= Reading passage =

Pedagogy principles: Getting students together and engaged in a more transparent environment (vertical white board) avoids stalling and faking behavior. It also gets students to engage more actively with notation rather than passively reading it or writing it in Latex. The main goal of this first section is to create an activity that sets all students on the same path related to notation that establishes a trajectory that will help students in the future be in a "Flow": a state between frustration where activity is too hard for them and boredom where the activity is too easy for them.

Anecdotally, I have found that students midway through the course do not know the fundamental notation and so the description of the estimators and questions related to writing out the notation of an estimator is too hard for them. Therefore, this first class should establish a strong foundation in notation. This should be the inaugural section because most students are scared of notation and avoid it and do not study it independently at home. Conversely, the original lab was on R programming basics can easily be studied at home by students and most students already have some programming experience and can easily find resources online. Reading the first 3 chapters (32 pages) and doing the programming refresher should not take students more than 4 hours. Overall, the principles aimed for in this restructuring are collaborative thinking and helping build a foundation for students that will increase the likelihood of being in a flow state later in the class.

Goal: Engage students with statistical notation used in the course in a more confident and active way. Get students to work with each other collaboratively to establish a notational foundation.

To-do: Write the worksheet that will be used for Lab 0. Write a simple R script for a random group generator that will be used in each class.

Visual Aids: I have provided the jpegs for a GIF I created to help students understand /mathbb{M} - or the non-parametric statistical model and how P_0, P_{\epsilon}, and P_{U,X} are related to it. This is an important resource for students to think about what perturbs empirical data away from the true target parameter P_0. For example, in the setting for the average treatment effect, because our counterfactuals are on A, the treatment, what pushes our parameter away from the true ATE is due to the propensity score (A|W). Here, it is important for students to see that, if we had a true randomized control trial, P_n and P_0 would be the same - it's the difference in likelihood for receiving treatment/exposure given covariates that moves us away from the true target estimand. Therefore, we can use estimation of this nuisance parameter to fluctuate our initial estimates in the direction of the truth. This visual should be used at the end of class to tie together the notational discussion students did and link that notation to targeted learning in the point-treatment setting. This is the first image in the GIF that wraps together the notation discussed into fluctuations of the system towards the ATE target parameter:

Non-Parametric Model and the ATE

Lab 1

Lab Restructuring: This lab focuses on simulating longitudinal data. There are two large improvements that can be made to this lab: using a real-world example instead of an arbitrary research question and more guidance on how to simulate data-generating systems. Students are required to simulate simulate data that imitates the functional forms they believe are present in their real-world data project and most, if not all, struggle to do this properly by the end of the course. Students need to investigate how variables are associated, determine a temporal ordering, think about interactions in the data, and, once they have laid out the general structure, begin to program these as sets of equations to simulate from. Therefore, I believe this lab can be restructured to use a simple real-world data example in the beginning that will help students visualize the directed acyclic graph for longitudinal data and also teach them how to think about simulating data from actual data which will be needed at the end of the course.

= List of tasks =
A: In the lab restructuring notes, at most how long should it take students to read the first 3 chapters and do the programming refresher?
B: Reproduce the passage of the lab restructuring notes starting at "Goal: Engage students" and ending at "a notational foundation.".

= Dataset rows =
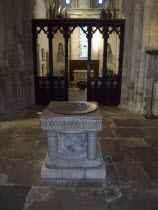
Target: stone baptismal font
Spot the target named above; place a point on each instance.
(73, 150)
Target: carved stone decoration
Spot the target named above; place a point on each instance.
(73, 151)
(72, 107)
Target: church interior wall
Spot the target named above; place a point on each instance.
(138, 68)
(16, 68)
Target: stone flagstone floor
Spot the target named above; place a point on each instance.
(130, 150)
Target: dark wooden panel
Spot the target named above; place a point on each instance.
(82, 65)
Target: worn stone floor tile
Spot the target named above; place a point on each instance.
(146, 200)
(138, 179)
(128, 123)
(122, 176)
(153, 132)
(111, 177)
(148, 158)
(132, 142)
(20, 147)
(152, 141)
(13, 197)
(149, 123)
(106, 133)
(70, 201)
(123, 202)
(111, 148)
(130, 132)
(20, 172)
(107, 123)
(89, 184)
(4, 140)
(41, 151)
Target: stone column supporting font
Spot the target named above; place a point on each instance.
(92, 145)
(52, 146)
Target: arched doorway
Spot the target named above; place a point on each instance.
(103, 86)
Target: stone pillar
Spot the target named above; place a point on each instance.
(92, 145)
(52, 146)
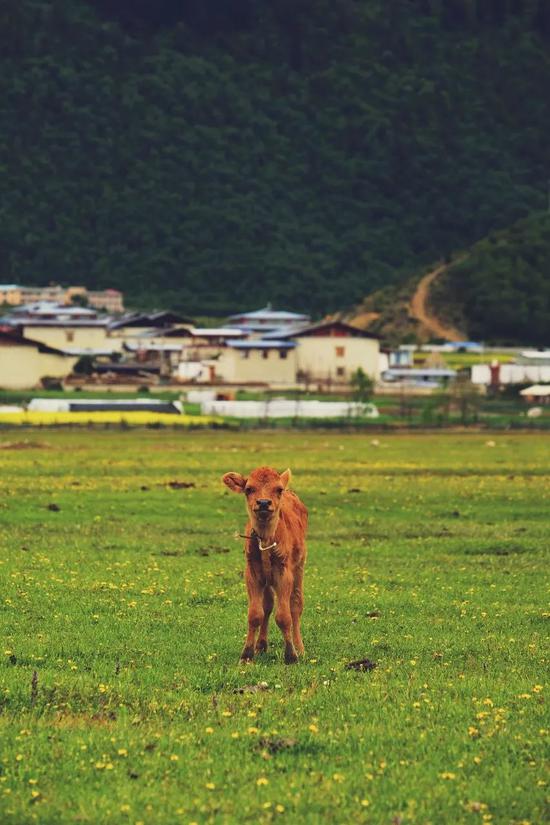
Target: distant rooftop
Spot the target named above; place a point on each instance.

= Correct answers =
A: No more than 4 hours.

B:
Goal: Engage students with statistical notation used in the course in a more confident and active way. Get students to work with each other collaboratively to establish a notational foundation.